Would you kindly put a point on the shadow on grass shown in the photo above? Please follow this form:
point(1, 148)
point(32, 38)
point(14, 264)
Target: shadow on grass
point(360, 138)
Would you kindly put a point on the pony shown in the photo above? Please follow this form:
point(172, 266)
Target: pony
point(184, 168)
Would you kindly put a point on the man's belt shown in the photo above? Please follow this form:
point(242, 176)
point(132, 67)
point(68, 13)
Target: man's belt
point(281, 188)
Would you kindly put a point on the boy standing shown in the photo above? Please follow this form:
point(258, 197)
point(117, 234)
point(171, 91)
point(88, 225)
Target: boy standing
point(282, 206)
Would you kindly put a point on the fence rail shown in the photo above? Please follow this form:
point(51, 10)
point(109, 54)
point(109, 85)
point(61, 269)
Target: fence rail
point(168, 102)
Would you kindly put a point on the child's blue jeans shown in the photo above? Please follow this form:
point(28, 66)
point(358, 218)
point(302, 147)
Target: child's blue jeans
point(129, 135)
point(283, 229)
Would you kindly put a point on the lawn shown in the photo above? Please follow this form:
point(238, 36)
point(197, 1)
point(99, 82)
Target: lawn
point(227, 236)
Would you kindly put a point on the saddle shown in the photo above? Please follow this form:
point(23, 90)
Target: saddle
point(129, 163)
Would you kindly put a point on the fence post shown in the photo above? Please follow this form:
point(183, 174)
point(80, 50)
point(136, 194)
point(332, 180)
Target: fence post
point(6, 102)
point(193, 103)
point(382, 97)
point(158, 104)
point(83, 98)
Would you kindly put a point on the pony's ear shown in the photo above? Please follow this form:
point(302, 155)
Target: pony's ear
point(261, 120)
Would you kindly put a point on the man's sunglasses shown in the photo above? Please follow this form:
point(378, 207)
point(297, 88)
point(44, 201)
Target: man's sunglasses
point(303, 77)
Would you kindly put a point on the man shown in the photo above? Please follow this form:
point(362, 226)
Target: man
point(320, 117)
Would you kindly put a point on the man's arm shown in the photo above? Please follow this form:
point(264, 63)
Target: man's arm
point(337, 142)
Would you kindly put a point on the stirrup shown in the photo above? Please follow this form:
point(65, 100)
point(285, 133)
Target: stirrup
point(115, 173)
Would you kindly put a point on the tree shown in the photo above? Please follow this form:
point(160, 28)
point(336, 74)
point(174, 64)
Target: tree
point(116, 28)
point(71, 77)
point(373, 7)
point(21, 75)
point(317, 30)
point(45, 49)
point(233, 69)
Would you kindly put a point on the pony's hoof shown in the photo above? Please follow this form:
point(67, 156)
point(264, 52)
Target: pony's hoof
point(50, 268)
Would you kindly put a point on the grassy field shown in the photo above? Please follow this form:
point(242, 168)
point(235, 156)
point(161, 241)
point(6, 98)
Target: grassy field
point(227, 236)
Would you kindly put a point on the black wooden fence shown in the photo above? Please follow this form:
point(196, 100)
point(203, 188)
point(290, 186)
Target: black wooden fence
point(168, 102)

**********

Task description
Please output the complete data exactly.

Task result
Would you kindly put a point on the shadow on grass shown in the photo above? Please follow this form:
point(1, 148)
point(32, 38)
point(14, 264)
Target: shadow on grass
point(360, 138)
Would you kindly put a point on the pony shown in the photo above? Please follow this form:
point(172, 266)
Target: pony
point(184, 168)
Would you kindly put a point on the man's belt shown in the photo above? Please follow this form:
point(242, 176)
point(132, 67)
point(68, 13)
Target: man's belt
point(281, 188)
Would you kindly put a point on the boy standing shown in the photo above? Please follow this form:
point(258, 197)
point(117, 234)
point(171, 91)
point(88, 225)
Target: boy standing
point(282, 206)
Would you kindly put a point on the fence rail shown in the photo above? Please follow this form:
point(51, 10)
point(109, 54)
point(109, 85)
point(61, 269)
Target: fence rail
point(168, 102)
Would you kindly put a point on the child's blue jeans shown in the photo above? Please follow this form:
point(28, 66)
point(358, 218)
point(302, 147)
Target: child's blue jeans
point(129, 135)
point(283, 229)
Would you kindly put a point on the lawn shown in the photo above? Please follow this form:
point(238, 36)
point(197, 1)
point(99, 82)
Target: lawn
point(227, 236)
Would you kindly put a point on the saddle shown in the photo above? Please follow this form:
point(23, 90)
Target: saddle
point(129, 163)
Would you kindly put a point on the fence post shown in the photo above? Please follow this form:
point(183, 174)
point(80, 50)
point(136, 194)
point(332, 180)
Target: fence post
point(6, 102)
point(193, 103)
point(382, 97)
point(158, 104)
point(83, 98)
Would you kindly put a point on the pony's ear shown in the photo above? Please follow this form:
point(302, 155)
Target: pony's ear
point(261, 120)
Would you kindly put a point on the man's sunglasses shown in the photo above? Please follow this form:
point(378, 207)
point(297, 88)
point(44, 201)
Target: man's sunglasses
point(303, 77)
Would you kindly put a point on the man shown in the photo above? Please follow this form:
point(362, 226)
Target: man
point(320, 117)
Would you kindly put a point on the man's arm shown in the photo above? Please follow this form:
point(264, 63)
Target: man's arm
point(337, 142)
Would you kindly put a point on the stirrup shown in the photo above? Please follow this form:
point(65, 100)
point(285, 133)
Target: stirrup
point(115, 173)
Would you kindly put a point on the tree shown in the photo above? Please follow this form:
point(160, 28)
point(336, 74)
point(174, 64)
Target: tree
point(116, 28)
point(71, 77)
point(373, 7)
point(21, 75)
point(317, 30)
point(45, 49)
point(233, 69)
Would you kindly put a point on the pony's hoof shown in the photo above? Please follow this form:
point(67, 156)
point(264, 52)
Target: pony's hoof
point(50, 268)
Would you kindly put a point on the grassy field shown in the photo above? Please follow this form:
point(242, 168)
point(235, 156)
point(161, 241)
point(6, 98)
Target: grassy field
point(227, 236)
Would you kindly put a point on the black wooden fence shown in the photo above? Please follow this form:
point(196, 100)
point(203, 188)
point(290, 186)
Target: black wooden fence
point(168, 102)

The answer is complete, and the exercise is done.